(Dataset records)
=== Begin Enclosure ===

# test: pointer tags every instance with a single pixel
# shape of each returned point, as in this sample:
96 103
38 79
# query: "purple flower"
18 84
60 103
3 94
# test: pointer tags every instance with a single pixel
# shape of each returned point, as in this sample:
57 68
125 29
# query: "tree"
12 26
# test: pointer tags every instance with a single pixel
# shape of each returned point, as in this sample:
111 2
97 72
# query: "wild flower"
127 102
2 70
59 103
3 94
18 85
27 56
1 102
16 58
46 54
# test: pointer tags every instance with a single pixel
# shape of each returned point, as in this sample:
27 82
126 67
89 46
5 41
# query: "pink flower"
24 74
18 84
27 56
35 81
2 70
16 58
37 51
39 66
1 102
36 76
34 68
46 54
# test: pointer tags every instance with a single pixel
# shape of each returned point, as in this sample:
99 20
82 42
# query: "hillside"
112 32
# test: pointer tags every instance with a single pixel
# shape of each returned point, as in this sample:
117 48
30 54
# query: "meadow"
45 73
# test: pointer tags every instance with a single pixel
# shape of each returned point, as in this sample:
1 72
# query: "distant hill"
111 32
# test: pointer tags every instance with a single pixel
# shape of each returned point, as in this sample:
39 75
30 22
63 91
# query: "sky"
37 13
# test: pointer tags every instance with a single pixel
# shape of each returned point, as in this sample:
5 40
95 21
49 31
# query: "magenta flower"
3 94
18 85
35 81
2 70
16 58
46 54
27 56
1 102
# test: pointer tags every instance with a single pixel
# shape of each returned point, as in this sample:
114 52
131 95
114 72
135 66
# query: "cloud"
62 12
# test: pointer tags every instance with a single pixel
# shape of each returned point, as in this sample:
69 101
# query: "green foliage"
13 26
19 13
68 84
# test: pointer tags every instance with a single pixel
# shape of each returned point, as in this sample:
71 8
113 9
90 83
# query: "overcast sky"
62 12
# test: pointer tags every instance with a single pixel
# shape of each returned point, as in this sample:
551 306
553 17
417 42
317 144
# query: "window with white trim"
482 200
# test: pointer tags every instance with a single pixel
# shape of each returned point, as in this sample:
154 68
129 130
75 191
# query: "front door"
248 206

=== End Enclosure ===

**WHAT YOU WILL DO:** An exact repetition of all the records above is required.

**SOLUTION TO THIS TASK:**
# test: pointer tags every instance with a single pixel
# shape of each returned point, as in this sample:
96 103
38 79
# query: "purple flower"
18 84
60 103
3 94
# test: pointer tags every instance with a single pixel
# shape of each returned point, as in this sample:
57 68
125 29
# query: "tree"
12 26
# test: pointer tags every instance with a single pixel
# shape of each returned point, as in this sample:
111 2
97 72
# query: "wild flower"
127 102
2 70
59 103
3 94
18 85
27 56
1 102
16 58
46 54
# test: pointer tags every instance with a single pixel
# shape of each returned point, as in this sample:
27 82
126 67
89 46
5 41
# query: "pink flower"
24 74
18 84
27 56
35 81
2 70
16 58
37 51
39 66
1 102
36 76
34 68
46 54
# test: pointer tags every instance with a single pixel
# shape of each returned point, as in this sample:
99 20
82 42
# query: "hillside"
112 32
# test: pointer tags every instance with a single pixel
# shape of each returned point, as in this sample:
117 48
30 54
# query: "meadow"
45 73
# test: pointer tags every instance with a single pixel
# shape of each returned point, as in this sample:
1 72
# query: "distant hill"
111 32
# test: pointer tags every instance with a single pixel
# shape of each returned point, as in this sample:
39 75
30 22
63 91
# query: "sky"
37 13
# test: pointer tags every instance with a single pixel
# shape of each returned point, as in this sample:
5 40
95 21
49 31
# query: "magenta flower"
3 94
18 85
35 81
2 70
16 58
46 54
27 56
1 102
# test: pointer tags every instance with a single pixel
# shape of each returned point, as in this sample:
114 52
131 95
114 72
135 66
# query: "cloud"
62 12
# test: pointer tags every instance with a single pixel
# shape of each returned point, as in this sample:
69 101
# query: "green foliage"
13 26
19 13
68 84
# test: pointer tags every instance with a single pixel
# shape of each returned point, as in this sample:
71 8
113 9
90 83
# query: "overcast sky"
62 12
# test: pointer tags every instance with a single pixel
# shape of each returned point, as in this sample:
551 306
553 17
417 42
317 144
# query: "window with white trim"
482 200
# test: pointer tags every instance with a single pixel
# shape of each returned point, as in this sample:
154 68
129 130
75 191
# query: "front door"
248 206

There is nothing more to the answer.